----- Extracted information -----
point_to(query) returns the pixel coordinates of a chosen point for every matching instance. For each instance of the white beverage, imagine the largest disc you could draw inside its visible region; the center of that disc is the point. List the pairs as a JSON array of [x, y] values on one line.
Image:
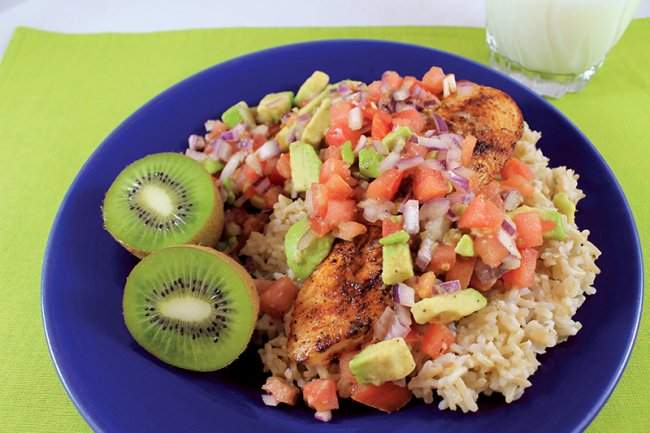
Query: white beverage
[[564, 37]]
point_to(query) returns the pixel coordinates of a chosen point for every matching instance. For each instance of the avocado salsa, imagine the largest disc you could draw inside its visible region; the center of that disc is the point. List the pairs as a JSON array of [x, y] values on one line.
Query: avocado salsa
[[363, 155]]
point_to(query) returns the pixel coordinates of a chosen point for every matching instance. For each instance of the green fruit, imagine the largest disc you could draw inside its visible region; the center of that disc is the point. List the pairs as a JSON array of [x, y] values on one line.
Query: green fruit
[[161, 200], [191, 307]]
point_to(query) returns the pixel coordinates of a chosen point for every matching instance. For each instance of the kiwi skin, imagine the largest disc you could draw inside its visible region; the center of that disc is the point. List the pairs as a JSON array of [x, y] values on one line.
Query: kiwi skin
[[252, 291]]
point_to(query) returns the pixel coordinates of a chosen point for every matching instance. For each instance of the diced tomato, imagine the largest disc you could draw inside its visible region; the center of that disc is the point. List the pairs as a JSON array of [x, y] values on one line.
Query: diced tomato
[[393, 79], [524, 275], [336, 166], [429, 184], [490, 250], [319, 199], [462, 271], [411, 118], [283, 391], [520, 183], [482, 214], [433, 80], [386, 185], [443, 259], [381, 125], [350, 229], [337, 188], [339, 211], [278, 297], [529, 229], [514, 166], [391, 224], [387, 397], [467, 149], [412, 339], [437, 340], [320, 395], [319, 226]]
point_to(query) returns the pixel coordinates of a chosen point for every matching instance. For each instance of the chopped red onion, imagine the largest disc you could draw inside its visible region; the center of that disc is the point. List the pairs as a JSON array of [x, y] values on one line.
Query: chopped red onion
[[434, 209], [374, 210], [403, 295], [405, 164], [262, 185], [355, 119], [425, 252], [509, 226], [511, 199], [268, 150], [324, 416], [231, 165], [508, 242], [196, 142], [269, 400], [254, 162], [449, 287], [411, 211], [401, 94], [389, 162]]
-----
If the data includes images, omit them, and set down everything else exactly as above.

Expected output
point_to(query) returns the pixel coordinates of a chosen point for every matching instance. For each instance of the white beverage, imagine the largest disc you could draw inside its visible region; the center of that disc is the point. List the pairs as a JSON array of [x, y] values on one line.
Image:
Query: white beverage
[[564, 37]]
point_to(query) returns the pixel coordinates of a chosen point for every matching instance. For each instance of the avocado salsa, imagine the largest disc you could draw inside its visible region; the center of that disc is the point. List the pairs as a JSON array of [x, y] values on one line.
Query: avocado salsa
[[363, 155]]
point_to(query) returns the pixel coordinates of a chosen point for every matching instance. For each instance of the green fruit, imagine the largest disc you could draw inside its visible region; the center of that disc is the point. List the pairs as a JSON array of [x, y] values on one line.
Query: green fruit
[[161, 200], [191, 307]]
point_to(query) returns the pixel coordinates of a chosen point for every matching instance. For each instance of the kiwi skin, imagine the largest disc you could draw inside its visible region; the center of that disc is the point. List the pairs as a JSON array of [x, y] values on one line.
Query: kiwi skin
[[252, 291]]
point_to(query) returns the pixel coordinates of a chosen point for every matching instance. For each instance of the diced tomato, imagine the largest disc you could draw inside its visible region; the center of that disc is the point. List the pairs as a JSON array of [x, y] values on one line.
Query: diced tomato
[[393, 79], [524, 275], [336, 166], [429, 184], [490, 250], [319, 199], [462, 271], [411, 118], [283, 391], [520, 183], [482, 214], [433, 80], [386, 185], [443, 259], [381, 125], [350, 229], [337, 188], [339, 211], [278, 297], [529, 229], [514, 166], [391, 224], [387, 397], [467, 149], [412, 339], [437, 340], [320, 395], [319, 226]]
point_to(query) returns the pixel coordinates of a chosen point for every matching instance. For each instance of the chopped red onion, imagine the largest disc you could draw inside its visible region; the center of that disc is the point. List the pairs as a JSON array of [x, y] values on one line.
Query: chopped red onion
[[434, 209], [374, 210], [403, 295], [405, 164], [262, 185], [355, 119], [425, 252], [509, 226], [511, 199], [268, 150], [324, 416], [231, 165], [508, 242], [196, 142], [269, 400], [254, 162], [449, 287], [411, 211], [401, 94], [389, 162]]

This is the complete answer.